■ **What is needed**:
Look for "Guideline: put one point on each instance of the gray" in the entries below. Then write out exactly the line that holds it and every line after it, to the last, and nothing else.

--- Recorded information Enclosed Below ---

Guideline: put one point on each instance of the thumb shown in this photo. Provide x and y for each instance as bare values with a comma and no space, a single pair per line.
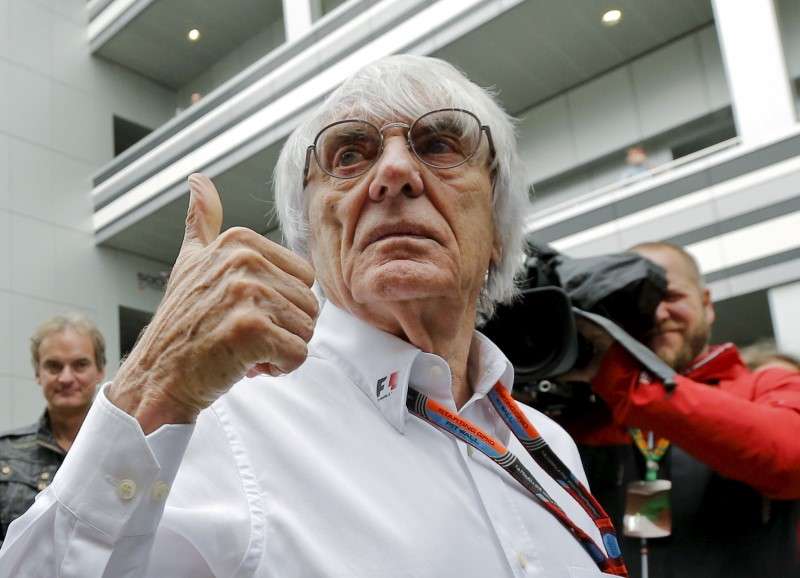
204,217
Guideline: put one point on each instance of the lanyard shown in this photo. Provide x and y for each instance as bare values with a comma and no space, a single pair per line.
652,453
441,417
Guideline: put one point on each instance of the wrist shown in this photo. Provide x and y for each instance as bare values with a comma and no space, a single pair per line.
135,394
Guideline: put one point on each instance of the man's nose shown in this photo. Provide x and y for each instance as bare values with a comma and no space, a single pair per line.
662,312
66,375
396,172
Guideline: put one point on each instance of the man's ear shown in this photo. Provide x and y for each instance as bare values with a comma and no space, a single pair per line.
497,249
708,307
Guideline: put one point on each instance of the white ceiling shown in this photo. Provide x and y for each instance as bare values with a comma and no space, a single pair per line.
543,47
531,53
154,43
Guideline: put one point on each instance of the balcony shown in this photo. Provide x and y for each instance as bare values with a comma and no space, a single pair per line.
235,131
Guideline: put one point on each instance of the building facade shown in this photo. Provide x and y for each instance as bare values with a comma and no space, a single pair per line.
108,105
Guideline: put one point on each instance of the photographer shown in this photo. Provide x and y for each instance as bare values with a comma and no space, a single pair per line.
728,439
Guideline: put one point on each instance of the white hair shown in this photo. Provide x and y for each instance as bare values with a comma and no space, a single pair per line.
407,86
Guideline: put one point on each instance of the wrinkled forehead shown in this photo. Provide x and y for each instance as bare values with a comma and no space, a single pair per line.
381,101
679,270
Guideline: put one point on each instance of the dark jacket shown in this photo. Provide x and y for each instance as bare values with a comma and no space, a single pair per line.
29,458
734,463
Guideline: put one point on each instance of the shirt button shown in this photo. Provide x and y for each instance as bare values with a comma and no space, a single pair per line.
126,489
523,561
160,490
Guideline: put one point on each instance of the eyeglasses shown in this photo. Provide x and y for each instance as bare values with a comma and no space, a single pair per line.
443,139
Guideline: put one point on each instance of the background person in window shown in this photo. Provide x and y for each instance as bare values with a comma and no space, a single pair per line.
764,354
734,455
68,357
410,219
636,162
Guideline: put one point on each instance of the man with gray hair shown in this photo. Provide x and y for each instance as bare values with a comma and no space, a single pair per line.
68,357
260,429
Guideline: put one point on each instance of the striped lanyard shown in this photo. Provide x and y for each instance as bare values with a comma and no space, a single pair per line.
652,452
441,417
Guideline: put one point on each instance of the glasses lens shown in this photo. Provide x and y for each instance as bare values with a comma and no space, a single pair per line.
347,149
446,138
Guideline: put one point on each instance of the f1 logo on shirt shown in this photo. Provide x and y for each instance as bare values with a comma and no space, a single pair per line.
390,382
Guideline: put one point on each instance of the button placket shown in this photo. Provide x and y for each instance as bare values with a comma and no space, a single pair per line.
126,489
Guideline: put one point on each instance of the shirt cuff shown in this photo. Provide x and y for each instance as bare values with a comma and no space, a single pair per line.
116,478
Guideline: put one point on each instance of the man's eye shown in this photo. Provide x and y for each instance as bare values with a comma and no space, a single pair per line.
437,145
348,157
52,368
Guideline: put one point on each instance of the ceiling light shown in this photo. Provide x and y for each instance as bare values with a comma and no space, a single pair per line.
611,17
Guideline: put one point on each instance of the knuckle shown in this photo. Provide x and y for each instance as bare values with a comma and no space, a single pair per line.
245,323
295,356
244,258
243,288
235,236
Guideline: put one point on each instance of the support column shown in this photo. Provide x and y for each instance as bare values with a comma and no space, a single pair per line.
298,15
784,307
750,40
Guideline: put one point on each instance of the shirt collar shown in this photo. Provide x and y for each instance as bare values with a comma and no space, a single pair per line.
44,434
382,365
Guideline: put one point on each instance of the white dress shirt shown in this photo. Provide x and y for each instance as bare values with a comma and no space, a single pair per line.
319,473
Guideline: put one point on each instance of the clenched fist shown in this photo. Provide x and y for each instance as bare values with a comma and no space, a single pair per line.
235,303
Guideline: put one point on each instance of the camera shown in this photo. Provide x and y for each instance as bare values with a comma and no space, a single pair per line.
538,332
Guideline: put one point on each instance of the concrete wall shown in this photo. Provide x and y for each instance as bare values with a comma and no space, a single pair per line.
671,86
232,63
56,108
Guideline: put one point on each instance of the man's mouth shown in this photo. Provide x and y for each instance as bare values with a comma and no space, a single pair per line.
402,230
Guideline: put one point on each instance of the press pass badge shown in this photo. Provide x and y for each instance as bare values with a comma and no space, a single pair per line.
647,509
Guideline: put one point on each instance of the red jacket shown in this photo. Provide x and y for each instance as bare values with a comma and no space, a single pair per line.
744,425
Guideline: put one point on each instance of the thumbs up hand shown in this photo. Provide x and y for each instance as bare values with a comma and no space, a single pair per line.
235,303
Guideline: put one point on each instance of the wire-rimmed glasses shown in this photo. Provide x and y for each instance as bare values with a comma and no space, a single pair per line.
443,139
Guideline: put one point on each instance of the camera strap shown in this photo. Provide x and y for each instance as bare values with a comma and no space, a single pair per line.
440,416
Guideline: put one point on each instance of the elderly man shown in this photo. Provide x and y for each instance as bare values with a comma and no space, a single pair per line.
68,357
726,438
326,460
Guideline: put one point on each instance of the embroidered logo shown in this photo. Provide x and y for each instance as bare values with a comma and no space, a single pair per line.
386,385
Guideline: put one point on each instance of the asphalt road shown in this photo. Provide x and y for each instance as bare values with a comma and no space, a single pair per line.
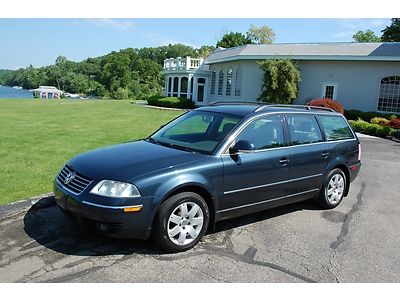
359,241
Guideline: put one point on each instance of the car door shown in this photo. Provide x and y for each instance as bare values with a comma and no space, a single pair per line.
309,155
259,175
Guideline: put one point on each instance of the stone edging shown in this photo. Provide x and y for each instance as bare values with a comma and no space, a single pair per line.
40,201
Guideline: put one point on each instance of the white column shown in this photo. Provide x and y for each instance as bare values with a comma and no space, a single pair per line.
194,89
188,66
188,87
179,86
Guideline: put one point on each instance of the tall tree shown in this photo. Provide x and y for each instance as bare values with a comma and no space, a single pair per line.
367,36
233,39
280,82
260,35
392,32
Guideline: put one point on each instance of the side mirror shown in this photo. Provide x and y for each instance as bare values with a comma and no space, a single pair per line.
241,146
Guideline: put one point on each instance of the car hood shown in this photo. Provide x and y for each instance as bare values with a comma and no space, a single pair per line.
126,161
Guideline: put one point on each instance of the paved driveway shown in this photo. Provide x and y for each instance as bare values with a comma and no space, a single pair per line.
357,242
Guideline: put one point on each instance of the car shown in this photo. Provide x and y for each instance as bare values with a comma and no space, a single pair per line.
213,163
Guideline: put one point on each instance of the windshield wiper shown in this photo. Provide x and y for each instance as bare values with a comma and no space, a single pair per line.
175,146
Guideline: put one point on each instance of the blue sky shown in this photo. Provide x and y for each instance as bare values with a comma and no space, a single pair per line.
40,41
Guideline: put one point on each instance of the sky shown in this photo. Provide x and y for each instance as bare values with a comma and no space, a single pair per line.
39,41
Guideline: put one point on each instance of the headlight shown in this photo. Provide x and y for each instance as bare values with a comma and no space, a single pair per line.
110,188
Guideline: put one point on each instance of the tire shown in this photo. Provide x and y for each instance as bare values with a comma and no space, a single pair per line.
181,222
333,190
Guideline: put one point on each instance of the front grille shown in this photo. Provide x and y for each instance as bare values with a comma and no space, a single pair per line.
78,183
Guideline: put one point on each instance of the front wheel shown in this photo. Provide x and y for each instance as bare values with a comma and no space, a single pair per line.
333,190
181,222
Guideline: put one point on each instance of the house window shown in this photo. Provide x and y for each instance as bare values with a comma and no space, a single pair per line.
329,90
229,82
184,85
169,86
175,87
213,78
389,94
221,82
238,82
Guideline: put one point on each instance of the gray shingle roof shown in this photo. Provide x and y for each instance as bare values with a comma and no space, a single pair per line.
324,51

--- End of Enclosed Recorded information ---

■ **Problem solution**:
Guideline: put one point on each instance of the gray shingle roof shown in this photo. Provide x and y for each instance as bare values with a comma and no space, a single pair per line.
324,51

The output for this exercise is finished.